Problem to solve -
Locate every line in the records below that contains the word "stone" and copy each one. Case counts.

★ ★ ★ ★ ★ ★ ★

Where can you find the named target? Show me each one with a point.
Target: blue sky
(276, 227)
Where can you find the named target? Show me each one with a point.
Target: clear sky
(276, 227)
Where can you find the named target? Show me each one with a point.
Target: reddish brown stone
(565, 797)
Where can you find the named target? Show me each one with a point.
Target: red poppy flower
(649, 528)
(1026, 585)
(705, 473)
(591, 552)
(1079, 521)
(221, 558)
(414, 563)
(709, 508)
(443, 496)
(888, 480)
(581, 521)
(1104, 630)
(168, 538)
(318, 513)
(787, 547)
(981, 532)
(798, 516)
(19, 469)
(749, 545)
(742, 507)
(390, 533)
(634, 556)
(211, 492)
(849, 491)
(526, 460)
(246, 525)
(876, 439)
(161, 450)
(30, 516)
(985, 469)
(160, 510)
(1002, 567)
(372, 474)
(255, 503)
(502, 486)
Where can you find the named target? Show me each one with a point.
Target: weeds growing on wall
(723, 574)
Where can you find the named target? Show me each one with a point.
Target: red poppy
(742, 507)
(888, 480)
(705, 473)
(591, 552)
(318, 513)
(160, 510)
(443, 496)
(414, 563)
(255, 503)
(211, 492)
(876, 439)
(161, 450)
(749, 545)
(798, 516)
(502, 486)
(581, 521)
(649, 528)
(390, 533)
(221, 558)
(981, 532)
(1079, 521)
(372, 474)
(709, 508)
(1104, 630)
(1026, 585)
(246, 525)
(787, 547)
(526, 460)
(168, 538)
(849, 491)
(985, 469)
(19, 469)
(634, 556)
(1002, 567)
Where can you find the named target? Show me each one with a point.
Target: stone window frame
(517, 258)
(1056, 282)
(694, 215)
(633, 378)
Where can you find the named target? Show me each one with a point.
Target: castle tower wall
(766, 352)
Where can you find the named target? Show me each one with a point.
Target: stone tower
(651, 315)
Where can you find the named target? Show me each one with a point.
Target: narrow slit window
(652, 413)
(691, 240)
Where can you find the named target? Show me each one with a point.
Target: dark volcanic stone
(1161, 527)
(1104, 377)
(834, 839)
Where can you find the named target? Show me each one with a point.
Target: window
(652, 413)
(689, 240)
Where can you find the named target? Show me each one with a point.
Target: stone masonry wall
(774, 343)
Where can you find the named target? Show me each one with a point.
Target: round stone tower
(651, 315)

★ ★ ★ ★ ★ ★ ★

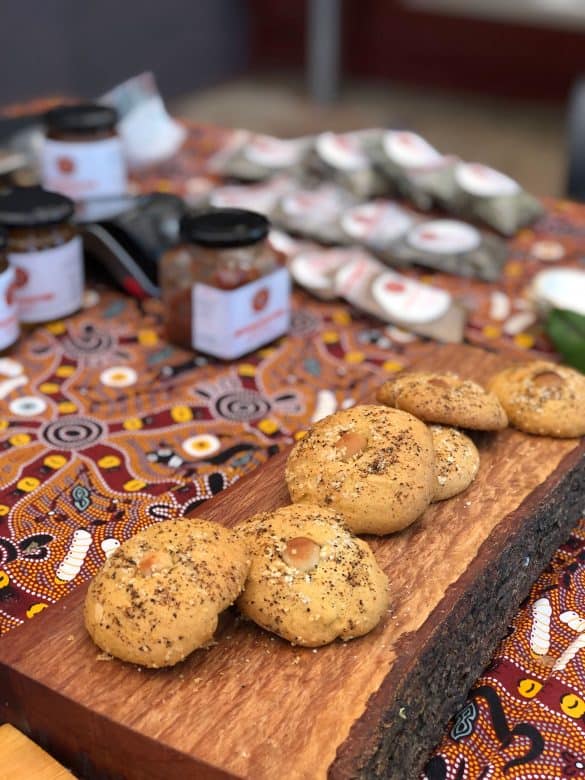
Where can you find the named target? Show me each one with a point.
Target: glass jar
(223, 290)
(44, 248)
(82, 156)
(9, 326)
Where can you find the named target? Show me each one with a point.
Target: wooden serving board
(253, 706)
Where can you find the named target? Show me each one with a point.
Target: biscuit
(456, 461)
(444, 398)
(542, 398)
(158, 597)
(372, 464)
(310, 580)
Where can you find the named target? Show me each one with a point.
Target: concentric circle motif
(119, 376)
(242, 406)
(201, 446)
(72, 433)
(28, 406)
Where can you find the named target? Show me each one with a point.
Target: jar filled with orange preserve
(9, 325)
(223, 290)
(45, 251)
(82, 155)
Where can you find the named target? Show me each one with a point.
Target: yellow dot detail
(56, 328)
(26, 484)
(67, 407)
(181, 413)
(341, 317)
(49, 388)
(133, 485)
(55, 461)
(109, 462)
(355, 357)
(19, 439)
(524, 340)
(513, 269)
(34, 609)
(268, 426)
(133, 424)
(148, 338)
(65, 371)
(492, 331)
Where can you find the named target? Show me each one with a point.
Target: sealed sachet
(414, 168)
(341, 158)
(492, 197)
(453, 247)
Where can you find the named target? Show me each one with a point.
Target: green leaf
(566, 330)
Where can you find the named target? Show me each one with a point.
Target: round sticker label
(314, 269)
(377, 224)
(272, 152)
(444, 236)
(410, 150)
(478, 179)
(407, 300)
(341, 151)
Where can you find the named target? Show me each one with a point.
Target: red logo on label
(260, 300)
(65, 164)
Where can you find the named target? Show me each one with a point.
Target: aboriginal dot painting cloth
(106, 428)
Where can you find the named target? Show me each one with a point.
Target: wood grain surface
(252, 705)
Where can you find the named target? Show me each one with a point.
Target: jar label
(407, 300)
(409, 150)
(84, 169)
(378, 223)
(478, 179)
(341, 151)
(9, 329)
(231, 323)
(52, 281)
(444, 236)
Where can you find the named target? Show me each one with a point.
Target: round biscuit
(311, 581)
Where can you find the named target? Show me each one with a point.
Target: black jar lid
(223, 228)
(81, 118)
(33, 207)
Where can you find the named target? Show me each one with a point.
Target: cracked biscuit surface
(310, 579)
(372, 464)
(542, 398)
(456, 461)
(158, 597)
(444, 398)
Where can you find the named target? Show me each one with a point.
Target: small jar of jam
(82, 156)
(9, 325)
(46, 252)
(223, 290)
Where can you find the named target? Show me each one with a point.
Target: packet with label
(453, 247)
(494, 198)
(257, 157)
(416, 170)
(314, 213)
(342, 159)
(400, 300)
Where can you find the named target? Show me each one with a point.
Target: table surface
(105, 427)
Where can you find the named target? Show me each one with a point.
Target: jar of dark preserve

★ ★ ★ ★ ★ ★ ★

Exercise result -
Target: reddish brown stone
Target: stone window frame
Target: stone tower
Target: dark volcanic stone
Target: stone masonry wall
Target: round stone tower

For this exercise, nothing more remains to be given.